Travail demandé -
Indiquez si chaque affirmation ci-dessous concorde avec le texte sur la pollution aux particules fines, en répondant par oui ou non et en citant les mots du texte qui tranchent.
1. Les centrales au charbon figurent parmi les sources de ces particules.
2. Le seuil d'alerte a été dépassé dans 30 villes le mois dernier.
3. Lee Ji-yeon a placé un purificateur d'air dans chaque pièce de son appartement.

Texte de lecture -
···

Ces particules – produites par l'industrie, les diesels et les centrales au charbon –, pénètrent facilement dans l'appareil respiratoire puis le système sanguin. Elles provoquent cancers, asthmes, bronchites, baisse du poids des bébés à la naissance. « Elles transportent de nombreux métaux, et augmentent le risque d'accidents vasculaires cérébraux et cardiaques », ajoute le médecin.

Cette pollution bat des records ce printemps. « Le niveau de particules fines a dépassé 30 fois le seuil d'alerte (81-150 µg/m3) dans 17 villes le mois dernier », s'alarme le Korea Times. Les agglomérations coréennes figurent désormais régulièrement en tête des villes asiatiques les plus toxiques, aux côtés de Pékin ou de New Delhi.


Un purificateur d'air dans chaque pièce

À Séoul, la vie quotidienne s'est transformée. « Chaque matin, dès mon réveil, je vérifie le niveau de pollution, pour décider si je peux envoyer mes enfants à la crèche ou pas », raconte Lee Ji-yeon. Cette mère de deux garçons a installé un purificateur d'air dans chaque pièce de son appartement. En mars, elle en a même offert un à la crèche de ses fils : « comme ça, ils peuvent y aller plus souvent. Mais je m'inquiète pour plus tard : à l'école primaire, les instituteurs ne sont pas conscients du problème, ils font du sport même les jours de forte pollution. »

···

Données fournies -

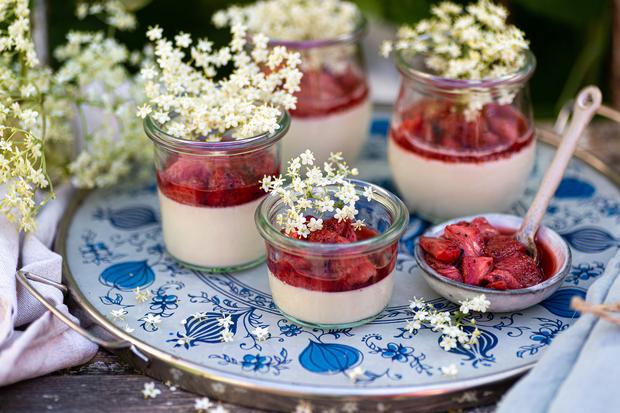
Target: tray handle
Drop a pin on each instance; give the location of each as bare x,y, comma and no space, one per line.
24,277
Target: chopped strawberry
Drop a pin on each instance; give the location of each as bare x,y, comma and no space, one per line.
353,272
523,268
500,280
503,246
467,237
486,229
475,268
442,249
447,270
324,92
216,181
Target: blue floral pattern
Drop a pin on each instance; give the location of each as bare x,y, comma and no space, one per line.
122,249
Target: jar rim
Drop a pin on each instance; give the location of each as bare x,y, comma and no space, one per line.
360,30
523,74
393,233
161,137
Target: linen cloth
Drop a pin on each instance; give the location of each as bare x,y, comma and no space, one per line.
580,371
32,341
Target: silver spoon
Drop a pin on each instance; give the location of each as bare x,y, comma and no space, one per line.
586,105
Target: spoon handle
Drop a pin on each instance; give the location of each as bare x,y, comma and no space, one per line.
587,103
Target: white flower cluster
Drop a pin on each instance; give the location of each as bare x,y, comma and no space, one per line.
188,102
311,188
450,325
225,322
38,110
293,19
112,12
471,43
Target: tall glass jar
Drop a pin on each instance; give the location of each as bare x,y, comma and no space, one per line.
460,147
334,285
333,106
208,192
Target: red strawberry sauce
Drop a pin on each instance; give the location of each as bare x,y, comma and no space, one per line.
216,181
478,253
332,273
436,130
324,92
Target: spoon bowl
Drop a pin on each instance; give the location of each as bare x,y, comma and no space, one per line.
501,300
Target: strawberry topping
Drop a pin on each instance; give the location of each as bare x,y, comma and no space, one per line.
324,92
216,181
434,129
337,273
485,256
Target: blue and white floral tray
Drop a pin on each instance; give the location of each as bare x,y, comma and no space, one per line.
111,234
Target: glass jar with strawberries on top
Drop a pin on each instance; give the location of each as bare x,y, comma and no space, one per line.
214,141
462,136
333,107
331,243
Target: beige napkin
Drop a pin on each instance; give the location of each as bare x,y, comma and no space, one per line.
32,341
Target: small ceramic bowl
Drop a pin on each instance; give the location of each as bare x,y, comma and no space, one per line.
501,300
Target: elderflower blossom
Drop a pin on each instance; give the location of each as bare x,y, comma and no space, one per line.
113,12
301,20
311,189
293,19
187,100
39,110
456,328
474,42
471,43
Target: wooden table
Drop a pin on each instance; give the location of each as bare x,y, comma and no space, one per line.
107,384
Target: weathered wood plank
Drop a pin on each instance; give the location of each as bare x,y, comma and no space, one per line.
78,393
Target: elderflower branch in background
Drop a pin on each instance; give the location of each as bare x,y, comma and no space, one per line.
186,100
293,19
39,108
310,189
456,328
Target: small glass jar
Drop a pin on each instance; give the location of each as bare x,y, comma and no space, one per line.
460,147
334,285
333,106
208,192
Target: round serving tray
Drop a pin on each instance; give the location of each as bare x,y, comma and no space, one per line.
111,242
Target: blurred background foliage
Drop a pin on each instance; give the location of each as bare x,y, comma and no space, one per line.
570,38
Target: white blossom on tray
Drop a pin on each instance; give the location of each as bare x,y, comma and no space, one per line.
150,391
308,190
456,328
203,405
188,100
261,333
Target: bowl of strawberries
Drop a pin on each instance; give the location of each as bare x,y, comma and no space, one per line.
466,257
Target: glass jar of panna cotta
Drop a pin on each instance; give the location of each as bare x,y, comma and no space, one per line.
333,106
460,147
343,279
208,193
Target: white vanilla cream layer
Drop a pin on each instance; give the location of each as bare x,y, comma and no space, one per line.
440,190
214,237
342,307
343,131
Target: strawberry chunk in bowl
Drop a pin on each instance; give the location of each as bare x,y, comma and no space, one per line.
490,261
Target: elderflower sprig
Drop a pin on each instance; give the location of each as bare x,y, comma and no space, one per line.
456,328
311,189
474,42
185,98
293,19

···

Votre réponse -
1. Oui : « produites par l'industrie, les diesels et les centrales au charbon »
2. Non : « Le niveau de particules fines a dépassé 30 fois le seuil d'alerte (81-150 µg/m3) dans 17 villes le mois dernier »
3. Oui : « a installé un purificateur d'air dans chaque pièce de son appartement »